━━ Provided records
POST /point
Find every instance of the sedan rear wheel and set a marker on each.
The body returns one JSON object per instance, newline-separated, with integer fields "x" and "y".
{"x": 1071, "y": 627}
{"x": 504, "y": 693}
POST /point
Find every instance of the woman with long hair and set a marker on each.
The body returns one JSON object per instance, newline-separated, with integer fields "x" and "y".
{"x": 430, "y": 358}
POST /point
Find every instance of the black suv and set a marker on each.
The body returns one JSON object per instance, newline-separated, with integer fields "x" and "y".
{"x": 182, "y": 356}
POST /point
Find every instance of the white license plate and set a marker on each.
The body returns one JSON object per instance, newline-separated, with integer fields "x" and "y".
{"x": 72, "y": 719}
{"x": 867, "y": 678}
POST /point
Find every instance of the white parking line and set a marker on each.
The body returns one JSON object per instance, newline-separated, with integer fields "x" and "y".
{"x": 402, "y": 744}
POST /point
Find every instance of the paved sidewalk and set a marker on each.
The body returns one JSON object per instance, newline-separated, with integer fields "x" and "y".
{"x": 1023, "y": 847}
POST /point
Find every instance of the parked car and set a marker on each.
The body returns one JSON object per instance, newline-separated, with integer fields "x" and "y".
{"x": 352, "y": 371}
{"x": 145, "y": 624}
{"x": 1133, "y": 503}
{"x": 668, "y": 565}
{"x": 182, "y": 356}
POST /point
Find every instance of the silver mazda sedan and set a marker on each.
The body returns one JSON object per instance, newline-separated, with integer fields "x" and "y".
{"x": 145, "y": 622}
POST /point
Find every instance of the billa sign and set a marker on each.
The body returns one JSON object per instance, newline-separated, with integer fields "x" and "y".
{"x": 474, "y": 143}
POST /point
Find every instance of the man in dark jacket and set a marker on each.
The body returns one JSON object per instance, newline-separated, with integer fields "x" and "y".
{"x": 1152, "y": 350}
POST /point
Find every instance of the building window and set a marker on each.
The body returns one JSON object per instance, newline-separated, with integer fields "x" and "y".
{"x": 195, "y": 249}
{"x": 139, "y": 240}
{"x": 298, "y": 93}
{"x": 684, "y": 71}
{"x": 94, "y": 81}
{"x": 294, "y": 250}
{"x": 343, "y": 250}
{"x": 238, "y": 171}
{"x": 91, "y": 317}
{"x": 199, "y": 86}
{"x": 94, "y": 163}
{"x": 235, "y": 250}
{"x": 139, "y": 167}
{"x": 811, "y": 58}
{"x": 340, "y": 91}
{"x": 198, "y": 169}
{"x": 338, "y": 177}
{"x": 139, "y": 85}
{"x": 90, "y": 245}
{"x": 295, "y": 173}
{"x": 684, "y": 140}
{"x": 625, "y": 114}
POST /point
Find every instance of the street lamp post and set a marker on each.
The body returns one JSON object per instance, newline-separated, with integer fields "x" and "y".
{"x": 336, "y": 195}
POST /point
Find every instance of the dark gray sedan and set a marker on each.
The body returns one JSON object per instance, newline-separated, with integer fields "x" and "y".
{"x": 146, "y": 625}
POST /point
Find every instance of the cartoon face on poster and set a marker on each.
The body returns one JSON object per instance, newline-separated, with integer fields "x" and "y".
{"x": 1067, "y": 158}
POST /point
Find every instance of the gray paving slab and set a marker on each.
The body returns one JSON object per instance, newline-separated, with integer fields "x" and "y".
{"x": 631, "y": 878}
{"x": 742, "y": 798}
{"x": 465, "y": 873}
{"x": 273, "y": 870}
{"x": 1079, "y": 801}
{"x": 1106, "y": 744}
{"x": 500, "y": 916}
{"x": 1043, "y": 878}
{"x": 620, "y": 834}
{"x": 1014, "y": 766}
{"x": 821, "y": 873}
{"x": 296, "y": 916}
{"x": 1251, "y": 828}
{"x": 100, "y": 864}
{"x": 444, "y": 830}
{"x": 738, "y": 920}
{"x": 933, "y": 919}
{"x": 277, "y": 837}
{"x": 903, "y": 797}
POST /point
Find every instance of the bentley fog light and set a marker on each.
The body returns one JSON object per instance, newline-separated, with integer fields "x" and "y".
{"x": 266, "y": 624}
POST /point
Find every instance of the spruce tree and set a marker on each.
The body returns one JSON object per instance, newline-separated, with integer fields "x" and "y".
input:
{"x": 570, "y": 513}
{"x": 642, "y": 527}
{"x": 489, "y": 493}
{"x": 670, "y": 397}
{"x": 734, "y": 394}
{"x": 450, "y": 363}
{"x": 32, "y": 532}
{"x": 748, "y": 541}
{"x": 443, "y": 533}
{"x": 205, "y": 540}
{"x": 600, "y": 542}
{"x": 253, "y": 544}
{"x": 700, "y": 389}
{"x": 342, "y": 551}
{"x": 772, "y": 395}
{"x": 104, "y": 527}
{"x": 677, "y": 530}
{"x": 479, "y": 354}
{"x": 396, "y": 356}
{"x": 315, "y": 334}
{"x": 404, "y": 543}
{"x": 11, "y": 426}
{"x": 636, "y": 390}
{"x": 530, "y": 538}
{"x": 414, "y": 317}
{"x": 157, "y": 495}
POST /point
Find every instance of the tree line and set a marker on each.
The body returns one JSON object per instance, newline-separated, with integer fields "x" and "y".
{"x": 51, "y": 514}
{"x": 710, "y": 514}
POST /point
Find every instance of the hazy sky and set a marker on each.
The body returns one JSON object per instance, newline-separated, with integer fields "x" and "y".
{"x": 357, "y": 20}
━━━━
State, as a bare number, how many lines of the listing hold the word "sedan".

_Exercise answer_
3